OBJECTIVE: Rewrite the rows below, replacing "screenshot" with "image" and leaving everything else unchanged. Omit the pictures from your answer.

═══ DATA SECTION ═══

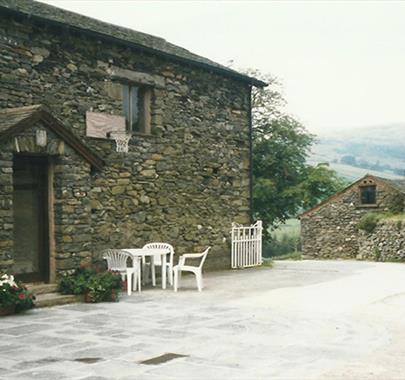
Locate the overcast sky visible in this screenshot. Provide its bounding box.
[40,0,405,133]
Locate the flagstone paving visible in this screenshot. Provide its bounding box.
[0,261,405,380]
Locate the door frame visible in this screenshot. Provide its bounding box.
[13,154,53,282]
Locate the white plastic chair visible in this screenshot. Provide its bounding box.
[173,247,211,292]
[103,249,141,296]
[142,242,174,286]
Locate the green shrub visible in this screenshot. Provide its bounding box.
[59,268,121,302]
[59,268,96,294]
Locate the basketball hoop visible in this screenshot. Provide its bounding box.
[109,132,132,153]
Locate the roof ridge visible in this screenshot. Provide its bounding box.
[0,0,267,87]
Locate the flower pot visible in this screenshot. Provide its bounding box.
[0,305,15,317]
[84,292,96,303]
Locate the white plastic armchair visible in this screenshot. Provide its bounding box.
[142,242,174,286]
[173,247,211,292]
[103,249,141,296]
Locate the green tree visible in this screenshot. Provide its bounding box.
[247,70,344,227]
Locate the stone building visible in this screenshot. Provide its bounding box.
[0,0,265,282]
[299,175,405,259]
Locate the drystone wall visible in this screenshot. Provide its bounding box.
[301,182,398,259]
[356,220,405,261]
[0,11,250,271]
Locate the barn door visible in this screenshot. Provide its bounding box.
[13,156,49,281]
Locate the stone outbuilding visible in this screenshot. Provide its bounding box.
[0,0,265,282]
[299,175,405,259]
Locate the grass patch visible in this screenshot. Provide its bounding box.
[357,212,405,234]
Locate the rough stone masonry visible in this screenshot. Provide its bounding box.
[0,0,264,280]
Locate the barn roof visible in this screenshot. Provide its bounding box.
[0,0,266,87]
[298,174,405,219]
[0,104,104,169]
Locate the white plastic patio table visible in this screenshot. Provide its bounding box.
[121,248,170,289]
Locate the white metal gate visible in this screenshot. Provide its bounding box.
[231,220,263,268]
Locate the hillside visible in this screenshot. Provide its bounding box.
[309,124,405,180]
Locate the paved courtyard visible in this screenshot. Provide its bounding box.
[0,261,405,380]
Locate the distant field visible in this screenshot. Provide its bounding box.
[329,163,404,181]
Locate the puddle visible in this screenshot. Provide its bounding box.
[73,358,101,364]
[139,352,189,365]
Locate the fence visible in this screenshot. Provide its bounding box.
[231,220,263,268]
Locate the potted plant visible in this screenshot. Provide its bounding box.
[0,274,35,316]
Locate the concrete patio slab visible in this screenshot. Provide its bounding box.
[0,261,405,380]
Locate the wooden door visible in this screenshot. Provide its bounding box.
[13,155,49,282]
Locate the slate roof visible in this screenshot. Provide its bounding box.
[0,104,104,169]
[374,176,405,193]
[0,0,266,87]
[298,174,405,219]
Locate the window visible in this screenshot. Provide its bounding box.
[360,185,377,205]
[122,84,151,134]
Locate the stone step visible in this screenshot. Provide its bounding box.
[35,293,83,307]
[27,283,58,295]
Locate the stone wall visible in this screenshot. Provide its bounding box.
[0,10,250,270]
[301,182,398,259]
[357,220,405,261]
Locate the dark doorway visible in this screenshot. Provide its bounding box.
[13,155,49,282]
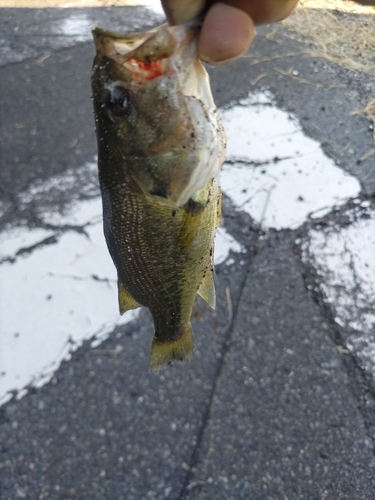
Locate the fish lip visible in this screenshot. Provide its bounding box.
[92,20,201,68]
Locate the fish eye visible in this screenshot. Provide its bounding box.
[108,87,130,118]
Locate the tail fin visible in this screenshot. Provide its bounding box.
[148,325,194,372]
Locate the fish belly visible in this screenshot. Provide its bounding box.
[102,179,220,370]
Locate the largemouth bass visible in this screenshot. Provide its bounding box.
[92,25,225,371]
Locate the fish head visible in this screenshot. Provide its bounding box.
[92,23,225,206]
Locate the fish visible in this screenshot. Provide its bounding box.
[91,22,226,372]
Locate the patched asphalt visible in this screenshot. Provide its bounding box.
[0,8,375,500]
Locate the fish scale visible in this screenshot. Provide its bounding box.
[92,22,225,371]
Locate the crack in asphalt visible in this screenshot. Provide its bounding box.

═══

RESULT:
Locate the overcast sky visible in this image. Provide its bounding box.
[40,0,405,133]
Locate the flagstone paving visible in this image. Provide its bounding box.
[0,261,405,380]
Locate the door frame visible in this image. Provide its bounding box.
[13,154,53,282]
Locate the white plastic chair visible in this image. Provide its bounding box.
[173,247,211,292]
[103,249,141,296]
[142,242,174,286]
Locate the green shrub visible in this image. Provide its bounding box.
[59,268,121,302]
[59,268,96,294]
Locate the basketball hoop visible in this image. Provide its bounding box.
[109,132,132,153]
Locate the roof ridge visible in this image. Provide its bounding box.
[0,0,267,87]
Locate the flower pot visible in this image. Provide its bounding box.
[0,305,15,317]
[84,292,96,303]
Locate the white plastic armchair visible in this image. Provide its bounding box.
[142,242,174,286]
[173,247,211,292]
[103,249,141,296]
Locate the green tree visible in this image. Provide its bounding box.
[247,70,344,227]
Locate the stone building visible in this image. Provide its bounding box.
[0,0,265,282]
[299,175,405,259]
Locate the drystone wall visible in this image. Provide its bounding box.
[301,182,398,259]
[356,220,405,261]
[0,11,250,271]
Locate the barn door visible in this image. Provide its bounding box.
[13,156,49,281]
Locate the stone outbuilding visible in this image. Provide its bounding box.
[0,0,265,282]
[299,175,405,259]
Locate the grass patch visible in this image. Provide its bounding box.
[357,212,405,234]
Locate the rough stone masonry visible in this image. Provide its bounding box.
[0,0,264,280]
Locate the barn roof visible in this image. Provide its bounding box.
[0,0,266,87]
[298,174,405,219]
[0,104,104,169]
Locate the white plastic patio table visible in this image. Provide its bounding box.
[121,248,170,289]
Locate the white metal gate visible in this image. Provide its bounding box.
[231,220,263,268]
Locate the hillside visible in this image. Provide its bounding box.
[309,124,405,180]
Locate the paved courtyard visible in this image. Provide its bounding box.
[0,261,405,380]
Locate the distant field visible in this image. Provide its bounding box.
[329,163,404,181]
Locate the puddle visible in this image. Provide its bounding box.
[73,358,101,364]
[139,352,189,365]
Locate the fence visible in this image. Provide its bounding box.
[231,220,263,268]
Locate the potted plant visible in this image. Provide its bounding box.
[0,274,35,316]
Locate the concrete patio slab visible in this image. Provide its bounding box.
[0,261,405,380]
Locate the wooden door visible in this image. Provide its bounding box.
[13,155,49,282]
Locate the slate roof visible in this image. Provide its bounding box.
[0,104,104,169]
[374,176,405,193]
[0,0,266,87]
[298,174,405,219]
Locate the window visible in this image. Provide its bounding box.
[360,185,377,205]
[122,84,151,134]
Locate the stone step visible in this image. Provide its bounding box.
[35,293,83,307]
[27,283,58,295]
Locate the stone wall visible in this image. Provide its bounding box.
[0,10,250,270]
[301,182,398,259]
[357,220,405,261]
Locate the dark doorway visible in this image. Provide its bounding box.
[13,155,49,282]
Locate the fish lip visible in this image. Provide its bounding box.
[92,20,201,68]
Locate the fish eye visible in this image. Provide its bounding box.
[108,87,130,118]
Locate the tail fin visible in this image. Provide its bounding box.
[148,325,194,372]
Locate the fish belly visible in this image. Provide its bounding box.
[102,179,220,370]
Locate the largemouth bass visible in this image. Provide its bounding box.
[92,25,225,371]
Locate the fish head visible in this image. Provide its bounding box.
[92,23,225,206]
Locate the fish visible in this image. Provide its bounding box.
[91,22,226,372]
Locate the patched asphalt visible in this image. Provide its bounding box.
[0,8,375,500]
Locate the fish scale visible in this image. Provide its bounding box.
[92,22,225,371]
Locate the crack in asphalt visible in this image. Provide its bounding box.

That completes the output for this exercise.